(Point-based annotation data)
····················

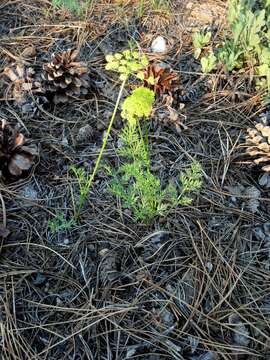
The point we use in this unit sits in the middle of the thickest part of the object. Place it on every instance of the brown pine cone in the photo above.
(15, 157)
(258, 139)
(66, 78)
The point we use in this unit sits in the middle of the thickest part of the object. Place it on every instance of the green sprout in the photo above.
(200, 40)
(127, 63)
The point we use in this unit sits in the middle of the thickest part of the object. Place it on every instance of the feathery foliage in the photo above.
(138, 105)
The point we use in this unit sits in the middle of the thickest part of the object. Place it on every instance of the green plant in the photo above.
(248, 43)
(200, 40)
(126, 64)
(60, 223)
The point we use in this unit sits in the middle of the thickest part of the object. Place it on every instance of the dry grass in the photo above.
(110, 288)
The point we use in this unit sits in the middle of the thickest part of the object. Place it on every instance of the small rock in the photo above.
(159, 45)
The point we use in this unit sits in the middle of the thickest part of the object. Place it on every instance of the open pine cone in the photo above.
(159, 79)
(258, 139)
(15, 157)
(24, 86)
(66, 78)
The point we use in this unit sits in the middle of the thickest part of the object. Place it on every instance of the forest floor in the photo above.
(194, 285)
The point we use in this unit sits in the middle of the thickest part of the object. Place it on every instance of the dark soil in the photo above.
(194, 285)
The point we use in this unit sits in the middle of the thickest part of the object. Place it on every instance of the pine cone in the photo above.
(259, 140)
(66, 78)
(23, 84)
(159, 79)
(15, 157)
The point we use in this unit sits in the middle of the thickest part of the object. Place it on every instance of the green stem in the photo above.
(91, 179)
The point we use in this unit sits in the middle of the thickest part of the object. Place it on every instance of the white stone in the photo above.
(159, 45)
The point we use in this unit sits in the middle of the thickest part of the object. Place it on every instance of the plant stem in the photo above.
(91, 179)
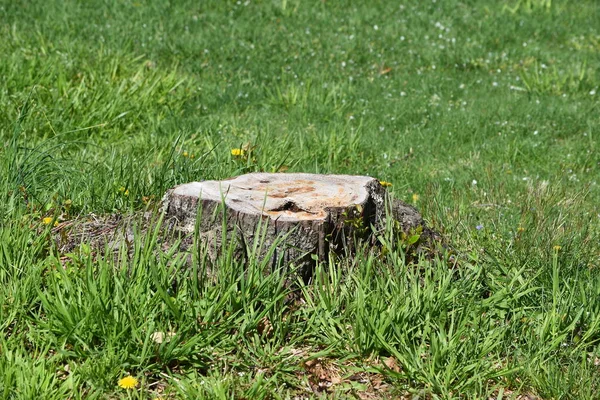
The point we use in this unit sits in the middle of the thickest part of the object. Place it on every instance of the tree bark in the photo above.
(300, 217)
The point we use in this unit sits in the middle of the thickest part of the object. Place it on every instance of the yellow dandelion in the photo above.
(237, 152)
(129, 382)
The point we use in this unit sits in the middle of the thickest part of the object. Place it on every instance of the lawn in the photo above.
(484, 114)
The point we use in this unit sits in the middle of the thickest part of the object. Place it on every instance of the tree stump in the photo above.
(302, 217)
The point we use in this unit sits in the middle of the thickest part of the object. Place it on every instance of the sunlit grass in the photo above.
(484, 116)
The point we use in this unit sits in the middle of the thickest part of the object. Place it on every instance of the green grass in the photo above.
(489, 111)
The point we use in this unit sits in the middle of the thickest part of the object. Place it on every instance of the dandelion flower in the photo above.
(129, 382)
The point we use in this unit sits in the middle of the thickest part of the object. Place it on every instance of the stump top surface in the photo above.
(285, 197)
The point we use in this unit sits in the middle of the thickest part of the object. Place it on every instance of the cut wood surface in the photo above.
(301, 215)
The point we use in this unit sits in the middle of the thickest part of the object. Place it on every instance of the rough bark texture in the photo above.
(300, 216)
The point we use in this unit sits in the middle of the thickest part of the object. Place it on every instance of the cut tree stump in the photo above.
(302, 217)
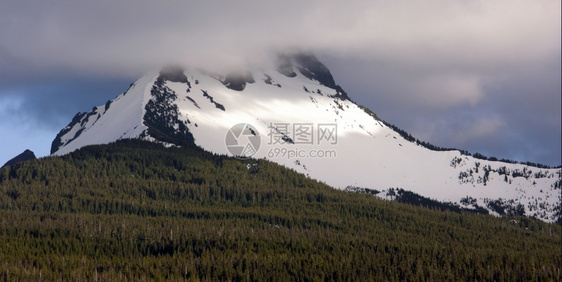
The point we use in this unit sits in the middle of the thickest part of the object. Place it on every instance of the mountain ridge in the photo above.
(297, 109)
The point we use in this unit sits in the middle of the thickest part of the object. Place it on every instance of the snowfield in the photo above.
(313, 129)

····················

• **The request**
Take the records above and transcribe them exactly, dropping every picture.

• **Full output**
The point we use in this unit sits in the middle of the thickest part of the object. Place it on every instance of the brown pine cone in the photo above.
(15, 157)
(258, 139)
(66, 78)
The point we use in this unit sits in the middle of the thickest part of the object. Place it on every instance of the green sprout in the photo above.
(200, 40)
(127, 63)
The point we use in this unit sits in the middle of the thickest part of the object. Place it on every instance of the feathery foliage in the photo above.
(138, 105)
The point we use in this unit sits in the middle of the thickest part of the object. Place it on every instance of the green plant in the photo above.
(248, 43)
(200, 40)
(126, 64)
(60, 223)
The point we use in this unit sits in the middle of the thickest part of the object. Place it on every instance of the dry grass in the photo above.
(110, 288)
The point we use in this unit sits in the middle of the thickest part of the object. Place it on every instance of the small rock in the photo above.
(159, 45)
The point we use in this unit sits in the middle of the thickest part of the object. Place it on every instance of the open pine cone in the photo above.
(159, 79)
(258, 139)
(15, 157)
(24, 86)
(66, 78)
The point we use in this unit sits in the middle of the thickest part of the object. Place it on every instance of the forest floor in the photo above.
(194, 285)
The point we use in this unit sits in the middle of the thickest part of the object. Place it on every instance of the dark soil in the photo above.
(194, 285)
The point we use in this unit sits in the middle of the thickest part of the object. Place it on every instance of the pine cone in the photo above.
(259, 140)
(66, 78)
(23, 84)
(159, 79)
(15, 157)
The point we use in this unit sits in the middle of the thickest part of the object. Place it on every instance of the green stem in the photo above.
(91, 179)
The point we use in this unit sits in the middle of the thickest part of the object. Place it on every instance of the white stone in the photo above.
(159, 45)
The point we use in this unit sits in the middle of the thickest part of the object. Place it on every instance of the plant stem in the photo above.
(91, 179)
The point we use in this unit sits in the middle of the thickest part of the object. Place it on every instance of the tree bark in the photo above.
(300, 217)
The point we use in this unit sits in the middle of the thickest part of the object. Place it on every instance of the yellow dandelion in the photo above.
(237, 152)
(129, 382)
The point we use in this unit sits in the middle of the thickest part of the object. Place it on every instance of the lawn in the photo above.
(484, 114)
The point we use in this unit sits in the middle of the thickest part of the object. Place it on every instance of the tree stump in the photo above.
(302, 217)
The point we use in this unit sits in the middle of the thickest part of the object. Place it on every instance of the sunlit grass in the photo above.
(484, 116)
The point we use in this unit sits in the middle of the thickest part of the object. Place it on every instance of the green grass in the photo above.
(489, 111)
The point we use in this unit sits in the middle of the thickest part of the object. Place it on every instance of the dandelion flower in the photo above.
(129, 382)
The point we use in this unit sits in the middle of the thickest part of the object. Place it on every instance of the stump top surface in the photo above.
(285, 197)
The point we use in this unit sits in the middle of the thickest part of the object. Place it on every instance of the cut wood surface in the photo above.
(301, 215)
The point we use in this unit sits in the middle of the thickest part of the object. Place it on every instance of the rough bark texture in the photo above.
(300, 216)
The point we use in this unit sits in the middle of the thickest part of the object. Place it on every instance of the cut tree stump in the photo above.
(302, 217)
The point we use in this unit sits in the middle of the thickest part of the object. Place it on every instance of the mountain ridge in the photo above.
(297, 109)
The point we use in this unit sits in the middle of the thickest part of the object. Place it on every instance of the snowfield in the photo above.
(313, 129)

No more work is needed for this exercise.